* _Supplied text_
'''

A22: There is a new GST Code which was recommended by Customs Department, specifically for such transaction, namely TX-NC. Any transaction using this code will not be declared in field 6a & 6b of GST-03 return.

A24: Gifts of goods to the same person in the same year where the total cost is not more than RM500 is not a supply.

A25: Deposit whether refundable or not refundable or in the form of security given in respect of any supply of goods or services, is not part of the consideration for the supply if it does not form part of the payment for the supply. Generally most deposit payments represent consideration, as the amount paid over is intended by the parties to the contract to be offset against the purchase price once the supply has been made. Such payments fall within the scope of GST and tax must be accounted for on receipt of the deposit.

A26:

a) When a registered person is making mixed supplies;

b) When a mixed supplier acquires capital asset for the purpose of making mixed supplies;

c) When the value of capital asset is more than RM100,000, excluding tax.

'''

* _Information supplied_
'''

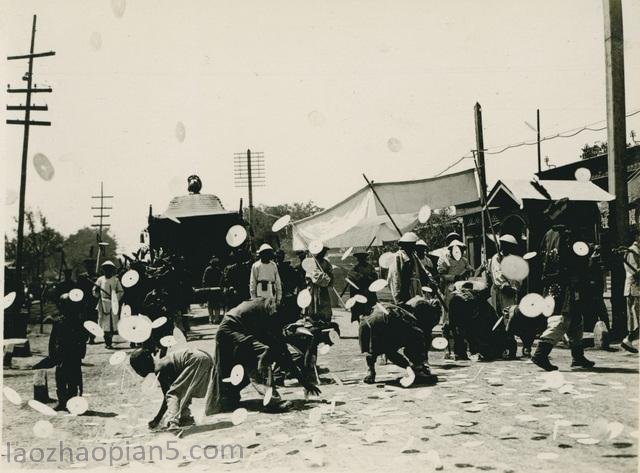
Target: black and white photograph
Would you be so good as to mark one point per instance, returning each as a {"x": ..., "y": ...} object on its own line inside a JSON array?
[{"x": 331, "y": 235}]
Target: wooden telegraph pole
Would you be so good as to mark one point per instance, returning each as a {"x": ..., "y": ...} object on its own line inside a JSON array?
[
  {"x": 21, "y": 330},
  {"x": 478, "y": 157},
  {"x": 617, "y": 169},
  {"x": 100, "y": 225},
  {"x": 538, "y": 135},
  {"x": 249, "y": 172}
]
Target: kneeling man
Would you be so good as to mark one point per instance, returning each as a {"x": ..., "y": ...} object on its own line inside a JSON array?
[{"x": 407, "y": 327}]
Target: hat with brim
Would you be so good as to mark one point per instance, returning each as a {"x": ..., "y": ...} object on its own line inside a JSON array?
[
  {"x": 508, "y": 239},
  {"x": 408, "y": 237},
  {"x": 452, "y": 236},
  {"x": 557, "y": 209},
  {"x": 265, "y": 248},
  {"x": 456, "y": 243},
  {"x": 473, "y": 284}
]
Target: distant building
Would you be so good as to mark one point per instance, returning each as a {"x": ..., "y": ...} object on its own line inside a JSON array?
[{"x": 599, "y": 176}]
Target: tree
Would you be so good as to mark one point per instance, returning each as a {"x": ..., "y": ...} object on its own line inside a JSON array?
[
  {"x": 41, "y": 249},
  {"x": 264, "y": 216},
  {"x": 593, "y": 150},
  {"x": 597, "y": 149},
  {"x": 83, "y": 244},
  {"x": 436, "y": 229}
]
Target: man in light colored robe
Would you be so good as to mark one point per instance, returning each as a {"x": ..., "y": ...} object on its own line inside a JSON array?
[
  {"x": 109, "y": 291},
  {"x": 321, "y": 283},
  {"x": 264, "y": 280},
  {"x": 404, "y": 272},
  {"x": 183, "y": 375}
]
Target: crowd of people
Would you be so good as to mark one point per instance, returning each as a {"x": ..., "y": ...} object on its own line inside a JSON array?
[{"x": 274, "y": 316}]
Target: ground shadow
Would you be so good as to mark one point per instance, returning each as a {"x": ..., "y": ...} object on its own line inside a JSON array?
[
  {"x": 448, "y": 366},
  {"x": 611, "y": 369},
  {"x": 294, "y": 405},
  {"x": 423, "y": 382},
  {"x": 198, "y": 429}
]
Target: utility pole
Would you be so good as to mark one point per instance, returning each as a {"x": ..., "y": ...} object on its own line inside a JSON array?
[
  {"x": 26, "y": 123},
  {"x": 617, "y": 170},
  {"x": 478, "y": 157},
  {"x": 482, "y": 173},
  {"x": 101, "y": 218},
  {"x": 249, "y": 172},
  {"x": 538, "y": 133}
]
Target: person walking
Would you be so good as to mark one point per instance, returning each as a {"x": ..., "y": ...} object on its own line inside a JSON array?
[{"x": 108, "y": 291}]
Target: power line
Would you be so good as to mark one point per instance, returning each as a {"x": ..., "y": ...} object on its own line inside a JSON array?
[{"x": 565, "y": 134}]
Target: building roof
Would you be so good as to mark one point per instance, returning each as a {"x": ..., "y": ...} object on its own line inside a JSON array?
[
  {"x": 597, "y": 165},
  {"x": 520, "y": 190}
]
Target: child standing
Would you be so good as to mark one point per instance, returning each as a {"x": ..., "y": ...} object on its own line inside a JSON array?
[{"x": 67, "y": 348}]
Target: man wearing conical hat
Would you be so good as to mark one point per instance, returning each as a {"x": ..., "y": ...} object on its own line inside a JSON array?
[
  {"x": 264, "y": 280},
  {"x": 362, "y": 275},
  {"x": 504, "y": 291},
  {"x": 320, "y": 285},
  {"x": 404, "y": 272},
  {"x": 563, "y": 274},
  {"x": 109, "y": 292}
]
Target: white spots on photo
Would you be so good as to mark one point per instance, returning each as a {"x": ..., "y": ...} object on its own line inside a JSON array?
[{"x": 394, "y": 145}]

'''

* _What is being asked_
Which conditions are listed under A26 in the GST text above?

* _Task solution_
a) When a registered person is making mixed supplies
b) When a mixed supplier acquires capital asset for the purpose of making mixed supplies
c) When the value of capital asset is more than RM100,000, excluding tax